Yapılacak İşler ::
A – TBMM kararıyla ilgili metinde görüşleri aktarılan profesörün adı nedir?
B – TBMM kararıyla ilgili metnin "Amerika’daki Amerikalılar pek" sözleriyle başlayıp "saygısı yeniden arttı..." sözleri de dahil olmak üzere bu sözlerle biten bölümünü olduğu gibi yazdır.
C – TBMM kararıyla ilgili metni kaldığı yerden sürdür.

Seçilmiş Bölüm ::
####
Amerika’daki Amerikalılar pek içlerinden öyle geçmese de "TBMM’nin aldığı karara saygılıyız" diye söze başlıyorlar. Bizim Amerikalılar ise "öldük, bittik, mahvolduk" diye kendilerini yerden yere atıyorlar.
Bu demokratlara sormalı:
- Eğer kendi Meclis’imizin kararı arkasında durmayacaksak demokrasiyi nasıl ayakta tutacağız?
Oysa ne çok fayda içeriyor TBMM kararı...
Önce para için kendi ülkesinin işgaline ve komşu ülkenin katline onay veren bir devlet olmanın ayıbından kurtulduk...
İkincisi... Halkın parlamentoya ve demokrasiye karşı son yıllarda azalan güveni ve saygısı yeniden arttı...
Profesör Baskın Oran’ın kaydettiği gibi:
- Eğer bundan sonrası iyi yönetilirse pekçok olumlu sonuç doğacaktır. Önce halka güven gelecektir... "Stratejik ortağın güdümünden bir an dahi çıkılamaz" korkusu yıkılacak, Amerikan ambargosunun "kendi silahını kendin yap" kampanyalarına yol açması gibi, bu durum da ulusal gücün anımsanmasını sağlayacaktır... Türk askerinin Kuzey Irak’a girmesi Kürtleri Amerika’nın kucağına iten bir süreç başlatmıştı. Bu süreci de önlemiş olacağız... AB nezdindeki itibarımızın artması da cabası...
Sürekli ve yavaş giden yarışı kazanır.
####
Gösterilen Satırlar ::
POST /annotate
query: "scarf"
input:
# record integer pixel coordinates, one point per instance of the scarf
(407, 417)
####
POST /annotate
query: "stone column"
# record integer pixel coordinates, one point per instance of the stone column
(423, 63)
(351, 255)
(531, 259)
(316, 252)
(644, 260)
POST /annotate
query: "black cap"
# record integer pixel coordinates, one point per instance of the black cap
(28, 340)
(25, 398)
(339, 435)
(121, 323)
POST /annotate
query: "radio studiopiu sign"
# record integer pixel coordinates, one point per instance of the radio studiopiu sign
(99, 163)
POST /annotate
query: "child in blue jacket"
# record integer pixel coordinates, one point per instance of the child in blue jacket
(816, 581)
####
Sonuçlar ::
A – Baskın Oran.

B –
Amerika’daki Amerikalılar pek içlerinden öyle geçmese de "TBMM’nin aldığı karara saygılıyız" diye söze başlıyorlar. Bizim Amerikalılar ise "öldük, bittik, mahvolduk" diye kendilerini yerden yere atıyorlar.
Bu demokratlara sormalı:
- Eğer kendi Meclis’imizin kararı arkasında durmayacaksak demokrasiyi nasıl ayakta tutacağız?
Oysa ne çok fayda içeriyor TBMM kararı...
Önce para için kendi ülkesinin işgaline ve komşu ülkenin katline onay veren bir devlet olmanın ayıbından kurtulduk...
İkincisi... Halkın parlamentoya ve demokrasiye karşı son yıllarda azalan güveni ve saygısı yeniden arttı...

C –
Ezop
Turizmden bir umutlu haber... Turizm alanındaki ciddi yayın organı "Turizm Gazetesi" diyor ki:
"Hükümetin savaş ile ilgili tezkeresinin cumartesi günü Meclis’te yapılan oylamada kabul edilmemesiyle, nefeslerini tutmuş bekler durumdaki turizm sektöründe rahat nefes alındı. ABD isteklerini içeren tezkerenin reddedilmesi ile Türkiye, turizmde en büyük pazarı olan, savaş karşıtı Avrupa ülkeleri nezdinde itibarını artırdı."
"Cenazelerde ve acılı günlerinizde beş bayan, beş erkek ağlama ekibi gönderilir."
Bu bir kartvizit... Dünkü Posta gazetesinde yayımlandı. Üzerinde ayrıca isim, adres ve telefon numaraları var. Muhabirimiz ek bilgi için bu ilginç girişimciyi telefonla aradı. Karşıdan yanıt:
- Rica ederim abi, akıl var, mantık var... Hiç böyle bir şey olur mu? Burası et lokantası, kartvizitteki isim de lokantamızda çalışan bir arkadaş... Şerefsizin biri yaptı bu işi... Valla telefondan bunaldık...
AKP’nin "tezkereye hayır" diyen milletvekillerinden Emin Şirin, CNN Türk’te konuşurken ilginç bir söz sar fetti:
- Amerikalılarla yürüttüğümüz mutabakat pazarlığında Amerikalı diplomatlardan duyduğum şeyleri ertesi gün bizim gazetelerde okuyordum...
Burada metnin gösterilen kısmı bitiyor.